Records contained in a dataset
━━━━━━━━━━━━━━━━

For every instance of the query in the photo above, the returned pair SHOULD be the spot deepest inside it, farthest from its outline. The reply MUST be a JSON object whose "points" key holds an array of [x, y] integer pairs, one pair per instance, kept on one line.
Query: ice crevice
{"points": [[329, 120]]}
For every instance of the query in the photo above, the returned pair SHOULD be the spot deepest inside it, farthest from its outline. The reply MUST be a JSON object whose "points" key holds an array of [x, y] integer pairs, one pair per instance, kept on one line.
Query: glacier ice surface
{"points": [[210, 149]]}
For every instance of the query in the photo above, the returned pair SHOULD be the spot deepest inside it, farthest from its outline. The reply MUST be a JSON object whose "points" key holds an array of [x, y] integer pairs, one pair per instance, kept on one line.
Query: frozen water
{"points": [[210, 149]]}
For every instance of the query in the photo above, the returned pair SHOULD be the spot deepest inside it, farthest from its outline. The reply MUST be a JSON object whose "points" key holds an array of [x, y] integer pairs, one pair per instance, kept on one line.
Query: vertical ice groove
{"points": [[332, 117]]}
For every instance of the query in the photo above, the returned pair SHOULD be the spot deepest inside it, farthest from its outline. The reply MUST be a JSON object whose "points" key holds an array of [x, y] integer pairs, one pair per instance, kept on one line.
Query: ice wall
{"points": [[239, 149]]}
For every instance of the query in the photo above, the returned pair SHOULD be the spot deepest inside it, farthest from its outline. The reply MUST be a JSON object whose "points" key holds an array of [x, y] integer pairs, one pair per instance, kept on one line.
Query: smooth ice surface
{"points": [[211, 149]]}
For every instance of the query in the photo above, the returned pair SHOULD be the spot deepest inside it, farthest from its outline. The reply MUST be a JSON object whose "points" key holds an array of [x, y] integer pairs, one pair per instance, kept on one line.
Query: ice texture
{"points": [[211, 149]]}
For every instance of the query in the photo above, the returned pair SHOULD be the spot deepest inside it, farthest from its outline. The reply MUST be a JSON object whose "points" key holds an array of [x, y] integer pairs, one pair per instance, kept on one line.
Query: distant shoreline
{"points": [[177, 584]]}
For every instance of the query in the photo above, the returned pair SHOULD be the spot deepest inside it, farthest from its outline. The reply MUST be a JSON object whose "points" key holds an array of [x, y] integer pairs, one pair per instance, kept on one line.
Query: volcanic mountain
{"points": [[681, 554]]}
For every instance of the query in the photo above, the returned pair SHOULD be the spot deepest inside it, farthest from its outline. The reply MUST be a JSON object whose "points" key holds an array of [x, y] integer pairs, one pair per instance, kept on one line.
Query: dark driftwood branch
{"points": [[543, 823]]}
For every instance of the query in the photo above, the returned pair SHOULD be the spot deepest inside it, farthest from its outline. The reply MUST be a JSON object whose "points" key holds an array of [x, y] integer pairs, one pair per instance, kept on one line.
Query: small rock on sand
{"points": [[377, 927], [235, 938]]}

━━━━━━━━━━━━━━━━

Please set down all the data word for word.

▶ **Task answer**:
For every instance of the query in the photo above, the returned pair SHOULD be the spot deepest inside it, farthest from its outline. The reply MUST be a JSON object whose "points" key holds an array of [x, y] integer pairs, one pair per instance, kept on one line.
Query: ice crevice
{"points": [[329, 120]]}
For every instance of the query in the photo above, the returned pair SHOULD be the spot deepest inside it, farthest from its outline. The reply MUST be a JSON object whose "points" key holds an array of [x, y] integer pairs, one pair per instance, kept on one line.
Query: glacier ice surface
{"points": [[210, 149]]}
For every instance of the query in the photo above, the returned pair SHOULD be the spot deepest inside it, farthest from its outline. The reply MUST be a JSON object whose "points" key holds an array of [x, y] integer pairs, one pair per instance, kept on one line.
Query: frozen water
{"points": [[210, 149]]}
For every instance of the query in the photo above, the returned pair SHOULD be the spot deepest inside it, farthest from its outline. The reply MUST be a JSON object whose "points" key holds an array of [x, y] integer pairs, one pair per instance, kept on one line.
Query: vertical ice groove
{"points": [[332, 117]]}
For every instance of the query in the photo above, the returned pair SHOULD be the spot deepest inside it, farthest from its outline. The reply MUST be a JSON object whose "points" key holds an array of [x, y] integer pairs, one pair per instance, kept on one line.
Query: ice wall
{"points": [[239, 149]]}
For every instance of the query in the photo above, the returned pair SHOULD be the spot deepest inside it, farthest from its outline. The reply MUST be a JSON object whose "points" key holds an array of [x, y] integer pairs, one pair per instance, kept on one line.
Query: smooth ice surface
{"points": [[211, 149]]}
For every instance of the query in the photo above, the returned pair SHOULD be the spot deepest inside it, farthest from its outline. The reply MUST be a JSON object whose "points" key holds an array of [x, y] integer pairs, one pair per instance, kept on one line.
Query: ice texture
{"points": [[211, 149]]}
For every instance of the query in the photo above, the returned pair SHOULD be the spot deepest inside it, farthest from its outline. The reply MUST be a JSON object whose "points" key holds an array of [x, y] integer pairs, one pair per instance, kept on one line.
Query: distant shoreline
{"points": [[177, 584]]}
For every instance of the query in the photo above, the returned pair SHOULD be the spot deepest inside it, farthest from its outline. The reply MUST be a JSON object whose "points" key holds an array of [x, y] integer pairs, one pair per instance, kept on one line.
Query: volcanic mountain
{"points": [[681, 554]]}
For every instance of the query in the photo above, the returned pair SHOULD be the spot deepest inside it, farthest from its outline. The reply MUST be a JSON object whose "points" key holds an array of [x, y] integer pairs, one pair per instance, kept on one line.
Query: dark driftwood branch
{"points": [[543, 823]]}
For every instance of the query in the photo above, the returned pair SHOULD be the spot deepest inside it, farthest from its outline. The reply MUST be a JSON object whose "points" key holds an array of [x, y] integer pairs, one pair per instance, kept on one line.
Query: small rock on sand
{"points": [[377, 927], [235, 938]]}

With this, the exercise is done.